> **Exercise prompt**
Copy the following rows word for word, leaving out the pictures.

> **Data entries**

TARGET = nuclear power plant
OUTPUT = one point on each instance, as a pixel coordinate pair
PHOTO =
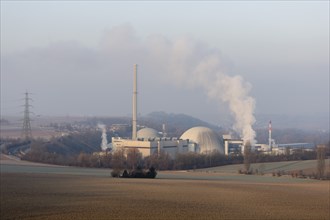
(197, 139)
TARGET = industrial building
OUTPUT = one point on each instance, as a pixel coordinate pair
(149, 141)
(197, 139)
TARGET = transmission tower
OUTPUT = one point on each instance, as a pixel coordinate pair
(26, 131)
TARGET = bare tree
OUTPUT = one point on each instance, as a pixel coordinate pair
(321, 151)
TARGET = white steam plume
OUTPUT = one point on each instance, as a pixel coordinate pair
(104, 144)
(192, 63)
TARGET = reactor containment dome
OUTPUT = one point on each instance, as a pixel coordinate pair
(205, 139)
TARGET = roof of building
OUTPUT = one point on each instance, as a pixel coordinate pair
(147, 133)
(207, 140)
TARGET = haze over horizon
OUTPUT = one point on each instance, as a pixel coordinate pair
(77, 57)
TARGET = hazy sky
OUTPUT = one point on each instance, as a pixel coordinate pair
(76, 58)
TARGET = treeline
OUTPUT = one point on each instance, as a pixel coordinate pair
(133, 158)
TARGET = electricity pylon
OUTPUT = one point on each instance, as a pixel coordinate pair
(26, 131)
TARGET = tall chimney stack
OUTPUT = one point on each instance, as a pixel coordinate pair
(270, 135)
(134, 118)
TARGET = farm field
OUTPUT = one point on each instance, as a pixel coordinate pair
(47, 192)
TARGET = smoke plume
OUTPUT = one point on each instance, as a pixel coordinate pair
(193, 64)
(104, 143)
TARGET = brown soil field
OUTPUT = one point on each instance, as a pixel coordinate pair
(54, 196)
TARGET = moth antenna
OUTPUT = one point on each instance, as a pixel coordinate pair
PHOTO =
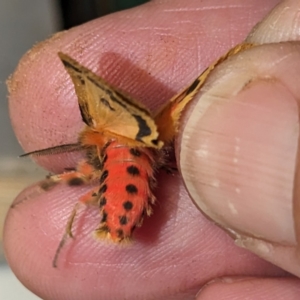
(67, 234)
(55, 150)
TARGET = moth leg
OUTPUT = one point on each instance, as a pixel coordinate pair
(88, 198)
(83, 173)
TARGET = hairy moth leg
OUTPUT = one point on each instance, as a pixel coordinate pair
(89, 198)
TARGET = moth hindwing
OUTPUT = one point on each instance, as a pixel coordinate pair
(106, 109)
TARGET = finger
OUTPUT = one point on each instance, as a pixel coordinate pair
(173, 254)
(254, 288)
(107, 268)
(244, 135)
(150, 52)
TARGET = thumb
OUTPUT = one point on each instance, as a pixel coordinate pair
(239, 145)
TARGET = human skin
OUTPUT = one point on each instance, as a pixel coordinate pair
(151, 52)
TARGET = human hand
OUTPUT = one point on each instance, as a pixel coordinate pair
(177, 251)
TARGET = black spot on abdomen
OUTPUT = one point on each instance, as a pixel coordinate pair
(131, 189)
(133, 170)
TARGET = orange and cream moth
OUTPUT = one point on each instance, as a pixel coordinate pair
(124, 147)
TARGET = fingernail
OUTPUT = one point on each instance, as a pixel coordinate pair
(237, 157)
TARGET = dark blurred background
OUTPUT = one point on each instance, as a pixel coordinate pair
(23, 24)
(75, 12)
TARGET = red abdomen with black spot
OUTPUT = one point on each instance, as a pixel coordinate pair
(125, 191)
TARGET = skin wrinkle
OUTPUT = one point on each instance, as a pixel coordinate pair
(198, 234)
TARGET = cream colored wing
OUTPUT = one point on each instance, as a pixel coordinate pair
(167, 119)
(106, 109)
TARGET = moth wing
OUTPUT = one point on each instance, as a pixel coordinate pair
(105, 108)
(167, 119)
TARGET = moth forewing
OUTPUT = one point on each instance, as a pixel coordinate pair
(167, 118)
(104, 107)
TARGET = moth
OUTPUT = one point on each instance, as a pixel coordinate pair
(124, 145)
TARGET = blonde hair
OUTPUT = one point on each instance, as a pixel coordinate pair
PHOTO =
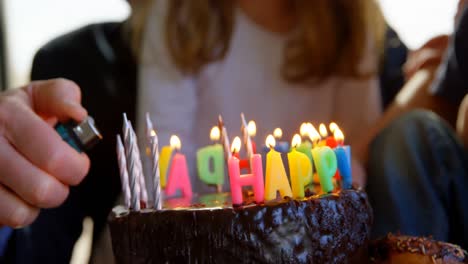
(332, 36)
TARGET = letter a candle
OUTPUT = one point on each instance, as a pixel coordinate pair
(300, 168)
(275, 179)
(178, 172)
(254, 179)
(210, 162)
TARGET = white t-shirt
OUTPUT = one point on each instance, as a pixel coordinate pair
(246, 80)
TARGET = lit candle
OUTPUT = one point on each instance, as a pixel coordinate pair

> **Output of the exercise**
TARGET = nuclear power plant
OUTPUT = one point on each instance, as a pixel coordinate pair
PHOTO =
(197, 139)
TARGET = industrial building
OUTPUT = one point on each instance, as a pixel coordinate pair
(149, 141)
(197, 139)
TARGET = transmission tower
OUTPUT = one point on each instance, as a pixel coordinate pair
(26, 131)
TARGET = bare tree
OUTPUT = one point on each instance, as a pixel coordinate pair
(321, 151)
TARGET = white steam plume
OUTPUT = one point on each instance, as a pixel coordinate pair
(104, 144)
(192, 63)
TARGET = reactor containment dome
OUTPUT = one point on each instance, as a pixel coordinate pair
(205, 139)
TARGET = roof of building
OUTPUT = one point on each instance, as a pixel coordinate pair
(147, 133)
(207, 140)
TARGET = haze over horizon
OUTPUT = one point on each instance, as a pixel coordinate pair
(77, 57)
TARGET = hazy sky
OUTPUT = one point on each instance, as a pixel coordinate pair
(76, 58)
TARGET = treeline
OUTPUT = one point on each instance, as a pixel coordinate pair
(133, 158)
TARGET = electricity pylon
OUTPUT = one point on each instance, as a pixel coordinate pair
(26, 131)
TARGET = tall chimney stack
OUTPUT = one point on each instance, as a pixel coordinate pair
(270, 135)
(134, 118)
TARGET = farm field
OUTPUT = one point on each instance, as a pixel coordinate pair
(47, 192)
TARGET = smoke plume
OUTPUT = one point on each instance, as a pixel coordinate pair
(193, 64)
(104, 143)
TARGET = brown soil field
OUTPUT = one point on each instance, as a pixel coordinate pair
(54, 196)
TARGET = moth antenna
OUTPUT = one point on each instance, as a pixel coordinate pair
PHOTO =
(67, 234)
(55, 150)
TARGET = moth leg
OUTPUT = one point on each instance, as a pixel coordinate pair
(88, 198)
(83, 173)
TARGET = hairy moth leg
OUTPUT = one point on each instance, as a pixel coordinate pair
(89, 198)
TARGET = moth hindwing
OUTPUT = one point on each instance, as a pixel coordinate pair
(106, 109)
TARGET = finger
OUTPUT = one point on each instance, as a pixel coordinate pair
(173, 254)
(254, 288)
(107, 268)
(244, 135)
(150, 52)
TARGET = thumb
OUTPUT = one point on each instance, as a pixel coordinate pair
(239, 145)
TARGET = human skin
OUTPUT = one point on each instance, as a pixel coordinate pair
(151, 52)
TARGET = human hand
OUTPUT = one point on each instance, as a pixel coordinate pair
(177, 251)
TARGET = black spot on abdomen
OUTPUT = one point on each instance, as a pixel coordinate pair
(131, 189)
(133, 170)
TARGET = orange and cream moth
OUTPUT = one point on each instance, as a pixel coordinate pair
(124, 147)
TARGET = fingernail
OUTPUT = one point on each instance, as a pixel coordinate pair
(237, 157)
TARGET = dark blurred background
OUTPUT = one point on each instance, as a pixel coordinate pair
(23, 24)
(75, 12)
TARGET = red abdomen with black spot
OUTPUT = one point on each instance, as a pixel coordinate pair
(125, 191)
TARGET = skin wrinkle
OUTPUT = one point on each instance, as a pixel coordinate pair
(198, 234)
TARGET = cream colored wing
OUTPUT = one point on each instance, as a pixel coordinate pair
(167, 119)
(106, 109)
TARGET = moth wing
OUTPUT = one point on each instance, as a pixel coordinate pair
(105, 108)
(167, 119)
TARGET = moth forewing
OUTPUT = one point on each instance, as a pixel coordinate pair
(167, 118)
(104, 107)
TARGET = moth
OUTPUT = one point on each instance, as a pixel coordinate pair
(124, 145)
TARGET = blonde hair
OUTPUT = one point on each instance, as a pixel coordinate pair
PHOTO =
(332, 36)
TARGET = letter a candle
OUTPUT = one point on each instance, as a pixel coordinate pair
(300, 168)
(275, 179)
(178, 172)
(254, 179)
(210, 162)
TARGET = white t-shirt
OUTPUT = one point on each instance, as a pixel coordinate pair
(246, 80)
TARGET = lit candle
OUTPUT = one point on each instance, as a pixel coordinate pair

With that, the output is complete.